Objective:
Collect every line below that contains the word "trunk". Case counts.

── Extracted records

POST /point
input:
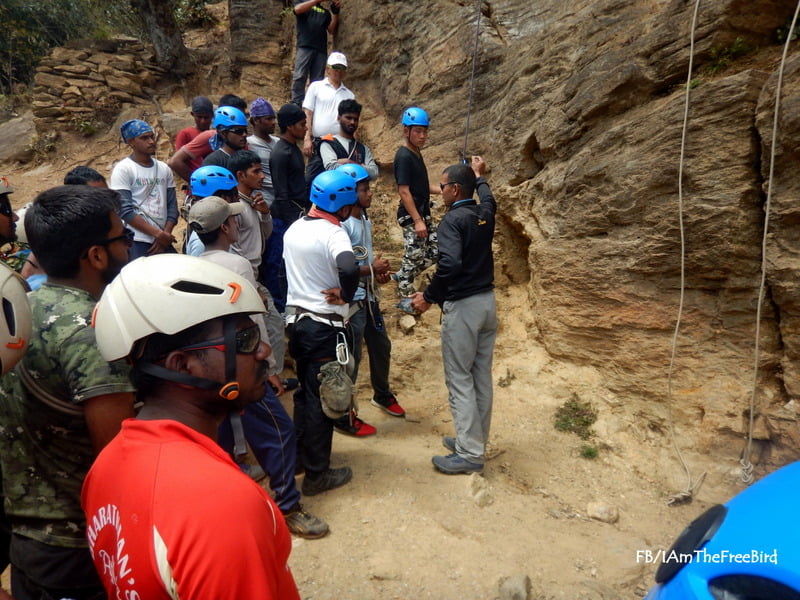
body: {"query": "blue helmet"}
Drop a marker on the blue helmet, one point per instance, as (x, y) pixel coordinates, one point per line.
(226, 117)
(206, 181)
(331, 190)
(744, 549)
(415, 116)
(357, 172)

────
── Extracted records

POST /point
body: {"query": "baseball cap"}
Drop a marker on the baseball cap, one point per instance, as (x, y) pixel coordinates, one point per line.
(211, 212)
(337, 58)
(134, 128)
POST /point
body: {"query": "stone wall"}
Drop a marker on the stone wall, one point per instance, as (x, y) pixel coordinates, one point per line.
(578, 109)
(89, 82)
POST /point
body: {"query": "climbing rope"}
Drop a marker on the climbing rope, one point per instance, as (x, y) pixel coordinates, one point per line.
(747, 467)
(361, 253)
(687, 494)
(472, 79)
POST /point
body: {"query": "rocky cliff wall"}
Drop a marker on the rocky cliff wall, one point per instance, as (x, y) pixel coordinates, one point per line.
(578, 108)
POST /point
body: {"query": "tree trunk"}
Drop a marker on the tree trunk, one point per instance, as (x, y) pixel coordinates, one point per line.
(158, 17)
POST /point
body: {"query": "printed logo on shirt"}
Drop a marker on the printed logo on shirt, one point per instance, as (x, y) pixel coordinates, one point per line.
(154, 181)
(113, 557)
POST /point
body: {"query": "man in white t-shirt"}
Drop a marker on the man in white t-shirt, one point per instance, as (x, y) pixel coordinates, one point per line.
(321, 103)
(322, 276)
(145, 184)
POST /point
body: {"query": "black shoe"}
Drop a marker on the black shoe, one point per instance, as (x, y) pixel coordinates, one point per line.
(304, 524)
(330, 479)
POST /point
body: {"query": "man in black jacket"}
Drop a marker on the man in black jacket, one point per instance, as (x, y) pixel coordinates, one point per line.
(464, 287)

────

Output:
body: {"query": "tree trunk"}
Drop a marker on the tree trunk, one point per instance, as (x, y) pixel coordinates, one point per line.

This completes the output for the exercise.